- Job a: Please output the listing lines verbatim, covering the stretch from the line containing "the grassy mound" through the end of the listing.

[start Source extract]

The Communist Party the next day had leaflets and posters distributed which had cartoons of Marcos wearing a Hitler-moustache and dubbed “the mad bomber.” The Liberal Party of course blamed Marcos, and only one senatorial candidate, Eddie Ilarde, was intelligent enough – or had the integrity – to claim that Marcos couldn’t have been too stupid to do something he’d be blamed for.

I’m not sure if the bombing, as Sison thought, really exacerbated the split within the ruling class to create another revolutionary flow.

When the arms shipment on a rickety ship M/V Karagatan sent by Mao arrived in July 1972, the NPA could muster only two squads to get them so that they were easily beaten back by Philippine Army troops and had to escape with only 200 of the 1,500 rifles landed.

What the Plaza Miranda bombing did was to convince the military establishment that the communists had become so ruthless and so cunning it could not be defeated through the democratic set-up.

[end Source extract]
[start Entries]

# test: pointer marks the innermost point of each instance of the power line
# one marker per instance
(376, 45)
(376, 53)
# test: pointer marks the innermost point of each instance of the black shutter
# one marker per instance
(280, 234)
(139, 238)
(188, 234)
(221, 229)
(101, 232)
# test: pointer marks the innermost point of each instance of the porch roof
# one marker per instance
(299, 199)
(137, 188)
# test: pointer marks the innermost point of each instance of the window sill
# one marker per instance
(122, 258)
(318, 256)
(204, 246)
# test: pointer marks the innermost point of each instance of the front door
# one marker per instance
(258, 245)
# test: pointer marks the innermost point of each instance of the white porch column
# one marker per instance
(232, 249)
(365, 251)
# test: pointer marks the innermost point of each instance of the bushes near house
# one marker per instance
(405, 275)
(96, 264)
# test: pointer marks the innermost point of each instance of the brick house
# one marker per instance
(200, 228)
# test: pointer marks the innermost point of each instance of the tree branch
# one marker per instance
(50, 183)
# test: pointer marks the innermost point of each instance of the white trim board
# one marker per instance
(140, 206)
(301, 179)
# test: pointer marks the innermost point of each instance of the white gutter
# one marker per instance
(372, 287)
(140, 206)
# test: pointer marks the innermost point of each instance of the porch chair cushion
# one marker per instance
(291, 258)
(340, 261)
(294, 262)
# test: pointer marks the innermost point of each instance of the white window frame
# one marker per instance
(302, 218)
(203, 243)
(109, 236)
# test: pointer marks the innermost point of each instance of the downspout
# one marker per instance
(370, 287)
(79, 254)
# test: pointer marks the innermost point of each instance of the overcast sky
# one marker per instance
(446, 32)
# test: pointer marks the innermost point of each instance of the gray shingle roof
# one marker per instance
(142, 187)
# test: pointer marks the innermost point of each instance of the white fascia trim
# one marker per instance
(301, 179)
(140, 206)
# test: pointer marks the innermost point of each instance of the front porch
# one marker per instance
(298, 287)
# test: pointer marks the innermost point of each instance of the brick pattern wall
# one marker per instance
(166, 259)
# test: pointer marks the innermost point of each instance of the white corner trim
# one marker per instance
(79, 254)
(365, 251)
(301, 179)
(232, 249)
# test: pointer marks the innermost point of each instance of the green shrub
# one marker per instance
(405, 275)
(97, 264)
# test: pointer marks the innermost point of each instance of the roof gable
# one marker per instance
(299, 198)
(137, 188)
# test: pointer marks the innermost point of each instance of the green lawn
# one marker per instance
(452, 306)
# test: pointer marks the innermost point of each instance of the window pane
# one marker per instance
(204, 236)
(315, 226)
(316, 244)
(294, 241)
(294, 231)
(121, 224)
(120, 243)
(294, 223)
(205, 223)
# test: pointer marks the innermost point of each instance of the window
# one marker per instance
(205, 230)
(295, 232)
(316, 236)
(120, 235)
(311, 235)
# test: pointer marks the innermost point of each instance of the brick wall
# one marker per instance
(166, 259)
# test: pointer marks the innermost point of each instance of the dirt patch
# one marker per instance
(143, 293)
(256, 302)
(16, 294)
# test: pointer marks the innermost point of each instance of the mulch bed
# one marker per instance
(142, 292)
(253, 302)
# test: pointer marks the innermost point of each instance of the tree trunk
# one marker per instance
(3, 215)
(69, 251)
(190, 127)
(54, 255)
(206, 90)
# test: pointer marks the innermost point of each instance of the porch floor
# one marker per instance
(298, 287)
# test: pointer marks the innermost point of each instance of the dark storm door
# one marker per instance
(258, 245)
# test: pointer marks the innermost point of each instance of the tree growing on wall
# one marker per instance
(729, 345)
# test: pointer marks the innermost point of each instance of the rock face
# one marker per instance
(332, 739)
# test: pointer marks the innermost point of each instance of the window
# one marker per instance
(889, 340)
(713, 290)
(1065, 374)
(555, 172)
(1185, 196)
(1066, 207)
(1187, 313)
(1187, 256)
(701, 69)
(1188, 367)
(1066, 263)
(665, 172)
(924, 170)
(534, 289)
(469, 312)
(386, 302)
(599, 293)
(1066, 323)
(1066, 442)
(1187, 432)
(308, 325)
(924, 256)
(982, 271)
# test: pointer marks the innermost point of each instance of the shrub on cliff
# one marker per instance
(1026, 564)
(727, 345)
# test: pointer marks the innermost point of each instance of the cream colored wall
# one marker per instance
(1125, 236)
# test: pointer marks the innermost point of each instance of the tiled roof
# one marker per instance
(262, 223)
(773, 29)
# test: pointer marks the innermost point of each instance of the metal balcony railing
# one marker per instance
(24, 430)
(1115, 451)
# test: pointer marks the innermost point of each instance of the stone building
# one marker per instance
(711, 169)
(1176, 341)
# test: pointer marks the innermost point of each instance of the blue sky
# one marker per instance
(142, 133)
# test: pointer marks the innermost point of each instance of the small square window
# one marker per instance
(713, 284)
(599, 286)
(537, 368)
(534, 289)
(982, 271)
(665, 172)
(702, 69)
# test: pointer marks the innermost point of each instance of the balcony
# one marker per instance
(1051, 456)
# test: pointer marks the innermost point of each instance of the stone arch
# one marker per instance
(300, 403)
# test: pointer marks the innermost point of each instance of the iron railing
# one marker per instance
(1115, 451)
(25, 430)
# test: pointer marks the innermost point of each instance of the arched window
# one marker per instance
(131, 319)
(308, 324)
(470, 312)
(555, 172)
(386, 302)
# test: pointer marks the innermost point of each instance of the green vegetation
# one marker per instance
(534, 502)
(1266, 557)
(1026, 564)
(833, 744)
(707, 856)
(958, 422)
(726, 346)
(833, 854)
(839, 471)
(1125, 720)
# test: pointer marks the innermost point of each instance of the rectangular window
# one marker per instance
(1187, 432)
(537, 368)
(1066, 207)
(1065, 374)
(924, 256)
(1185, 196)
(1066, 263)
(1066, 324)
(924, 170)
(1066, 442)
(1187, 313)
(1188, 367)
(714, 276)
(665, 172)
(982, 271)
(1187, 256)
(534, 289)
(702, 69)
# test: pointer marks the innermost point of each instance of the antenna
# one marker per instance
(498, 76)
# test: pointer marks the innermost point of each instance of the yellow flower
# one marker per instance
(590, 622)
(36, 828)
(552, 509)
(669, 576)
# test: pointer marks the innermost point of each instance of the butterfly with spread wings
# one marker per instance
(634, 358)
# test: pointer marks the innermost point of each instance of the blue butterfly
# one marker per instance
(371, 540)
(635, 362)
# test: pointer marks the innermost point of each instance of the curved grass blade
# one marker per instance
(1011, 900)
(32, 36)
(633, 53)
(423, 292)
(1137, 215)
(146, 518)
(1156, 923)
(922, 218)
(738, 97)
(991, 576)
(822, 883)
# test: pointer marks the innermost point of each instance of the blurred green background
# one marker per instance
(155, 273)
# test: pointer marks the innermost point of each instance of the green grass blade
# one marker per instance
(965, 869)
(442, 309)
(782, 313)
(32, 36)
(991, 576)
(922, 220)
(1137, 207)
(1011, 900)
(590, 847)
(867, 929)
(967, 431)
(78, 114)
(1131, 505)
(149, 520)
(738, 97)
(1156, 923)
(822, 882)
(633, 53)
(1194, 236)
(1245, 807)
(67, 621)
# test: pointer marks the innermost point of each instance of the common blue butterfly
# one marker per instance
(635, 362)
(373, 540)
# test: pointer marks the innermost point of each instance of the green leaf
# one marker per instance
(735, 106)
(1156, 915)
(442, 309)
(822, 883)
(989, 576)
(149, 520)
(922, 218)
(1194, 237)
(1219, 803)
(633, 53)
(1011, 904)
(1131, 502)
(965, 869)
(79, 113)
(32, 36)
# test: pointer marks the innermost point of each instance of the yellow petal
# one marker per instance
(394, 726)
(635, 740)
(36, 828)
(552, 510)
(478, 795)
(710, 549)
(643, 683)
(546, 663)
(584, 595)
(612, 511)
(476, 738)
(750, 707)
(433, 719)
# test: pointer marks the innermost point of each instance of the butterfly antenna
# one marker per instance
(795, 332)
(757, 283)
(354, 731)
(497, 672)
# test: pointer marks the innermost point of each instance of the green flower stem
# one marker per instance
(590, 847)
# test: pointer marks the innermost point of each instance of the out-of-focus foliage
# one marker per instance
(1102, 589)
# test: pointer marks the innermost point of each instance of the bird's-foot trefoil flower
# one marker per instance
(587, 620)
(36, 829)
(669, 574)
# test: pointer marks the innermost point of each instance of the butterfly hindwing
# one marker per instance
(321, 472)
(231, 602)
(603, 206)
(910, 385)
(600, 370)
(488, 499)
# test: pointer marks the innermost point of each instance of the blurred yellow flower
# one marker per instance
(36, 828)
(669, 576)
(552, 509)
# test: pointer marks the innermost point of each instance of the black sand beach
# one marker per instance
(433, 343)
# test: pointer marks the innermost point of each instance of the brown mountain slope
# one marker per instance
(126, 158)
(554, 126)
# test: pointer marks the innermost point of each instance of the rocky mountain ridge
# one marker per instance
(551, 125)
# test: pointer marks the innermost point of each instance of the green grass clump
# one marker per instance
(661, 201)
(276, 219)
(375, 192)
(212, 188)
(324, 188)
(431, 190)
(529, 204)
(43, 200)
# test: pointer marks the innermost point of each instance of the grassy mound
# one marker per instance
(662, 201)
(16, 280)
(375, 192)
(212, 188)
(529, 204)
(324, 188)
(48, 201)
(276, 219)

[end Entries]

- Job b: Return the stretch of the Plaza Miranda bombing passage from "What the Plaza" through "the democratic set-up.", copied word for word.

- Task response a:
# test: pointer marks the innermost point of each instance of the grassy mound
# one marker per instance
(662, 201)
(16, 280)
(375, 192)
(212, 188)
(529, 204)
(324, 188)
(48, 201)
(276, 219)

- Task response b:
What the Plaza Miranda bombing did was to convince the military establishment that the communists had become so ruthless and so cunning it could not be defeated through the democratic set-up.